Word for word, reproduce each entry.

____ MATERIALS PROVIDED

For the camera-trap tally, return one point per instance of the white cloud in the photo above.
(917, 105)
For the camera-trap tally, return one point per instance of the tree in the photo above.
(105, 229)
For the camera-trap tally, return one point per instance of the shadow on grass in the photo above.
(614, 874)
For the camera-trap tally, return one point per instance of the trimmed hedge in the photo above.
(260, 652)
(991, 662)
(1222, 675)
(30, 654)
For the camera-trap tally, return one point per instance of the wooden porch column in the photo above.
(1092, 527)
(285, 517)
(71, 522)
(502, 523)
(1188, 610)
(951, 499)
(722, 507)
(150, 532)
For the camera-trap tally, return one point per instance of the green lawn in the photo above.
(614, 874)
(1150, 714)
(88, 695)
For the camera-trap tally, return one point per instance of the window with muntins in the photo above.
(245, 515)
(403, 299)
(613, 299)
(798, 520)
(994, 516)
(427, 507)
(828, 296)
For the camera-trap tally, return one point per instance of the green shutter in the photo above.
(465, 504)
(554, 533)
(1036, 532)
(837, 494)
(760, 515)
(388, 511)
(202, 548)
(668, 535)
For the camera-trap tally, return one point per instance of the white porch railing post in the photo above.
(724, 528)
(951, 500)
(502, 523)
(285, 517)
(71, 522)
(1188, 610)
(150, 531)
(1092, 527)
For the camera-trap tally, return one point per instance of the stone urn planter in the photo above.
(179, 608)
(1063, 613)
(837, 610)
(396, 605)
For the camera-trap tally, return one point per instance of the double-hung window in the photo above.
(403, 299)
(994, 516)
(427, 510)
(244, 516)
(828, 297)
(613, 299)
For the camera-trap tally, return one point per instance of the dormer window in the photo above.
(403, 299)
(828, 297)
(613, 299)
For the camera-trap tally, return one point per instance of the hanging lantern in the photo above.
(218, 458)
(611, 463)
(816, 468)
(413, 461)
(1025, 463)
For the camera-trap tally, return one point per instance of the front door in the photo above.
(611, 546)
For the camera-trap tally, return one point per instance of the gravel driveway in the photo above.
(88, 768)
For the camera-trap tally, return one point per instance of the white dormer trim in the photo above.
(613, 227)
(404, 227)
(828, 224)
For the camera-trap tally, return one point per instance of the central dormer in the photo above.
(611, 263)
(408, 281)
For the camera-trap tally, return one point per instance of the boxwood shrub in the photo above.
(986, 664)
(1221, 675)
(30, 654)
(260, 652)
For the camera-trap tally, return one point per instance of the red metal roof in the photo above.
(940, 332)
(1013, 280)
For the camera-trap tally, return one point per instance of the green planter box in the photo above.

________

* _TASK OUTPUT_
For the camera-trap tally, return one point per instance of the white cloud in the photo above.
(917, 105)
For the camera-trap tally, return one point per instance of the tree in the photo above.
(105, 229)
For the camera-trap tally, return one point per instance of the shadow on grass in the photo above.
(614, 874)
For the camera-trap tally, return one point per instance of the trimmed hedge in the photo above.
(260, 652)
(991, 662)
(1222, 675)
(30, 654)
For the camera-trap tally, return one point per instance of the wooden porch column in the photo above.
(1092, 527)
(285, 517)
(71, 522)
(502, 523)
(1188, 610)
(951, 499)
(722, 507)
(150, 532)
For the camera-trap tally, return one point per instance of the green lawn in the photo above.
(614, 874)
(1150, 714)
(88, 695)
For the camera-trap tally, return one point per instance of the window with muntins in the photo above.
(245, 515)
(403, 299)
(613, 299)
(798, 520)
(994, 516)
(427, 507)
(828, 296)
For the camera-trap tally, return one point per instance of the green shutter in the photo above.
(465, 504)
(554, 533)
(1036, 532)
(837, 494)
(760, 515)
(388, 511)
(202, 548)
(668, 535)
For the camera-trap tally, return one point per instance of the white porch railing post in the photo above.
(724, 528)
(951, 500)
(502, 523)
(285, 517)
(71, 522)
(1188, 610)
(150, 531)
(1092, 527)
For the camera-trap tally, return one point per instance of the stone urn planter in the photo above.
(179, 608)
(1063, 613)
(837, 610)
(396, 605)
For the camera-trap tally, return one point per instance of the double-hung window in the photo above.
(403, 299)
(994, 516)
(427, 510)
(244, 516)
(828, 297)
(613, 299)
For the camera-trap tally, return one point per instance of the dormer window in the photo above.
(403, 299)
(828, 297)
(613, 299)
For the camera-trap tally, return one point per instance of the hanging lantern in the photo above.
(218, 458)
(611, 463)
(816, 468)
(413, 461)
(1025, 463)
For the camera-trap tally, return one point per instance of the front door in the photo above.
(611, 546)
For the camera-trap tally, return one point per instance of the gravel driveway in the photo above.
(88, 768)
For the camera-trap tally, return one point per instance of the white dormer trim in the photo above.
(613, 227)
(404, 227)
(828, 224)
For the camera-trap tally, return one point per instance of the central dormer in the photo above.
(611, 263)
(408, 281)
For the camera-trap tally, return one point per instance of the boxwood shrub in the photo above.
(986, 664)
(1221, 675)
(30, 654)
(260, 652)
For the camera-trap tally, return one point per instance of the red metal roof in the photo above.
(940, 332)
(1013, 280)
For the camera-trap tally, return one point per instance of the green planter box in the photo above.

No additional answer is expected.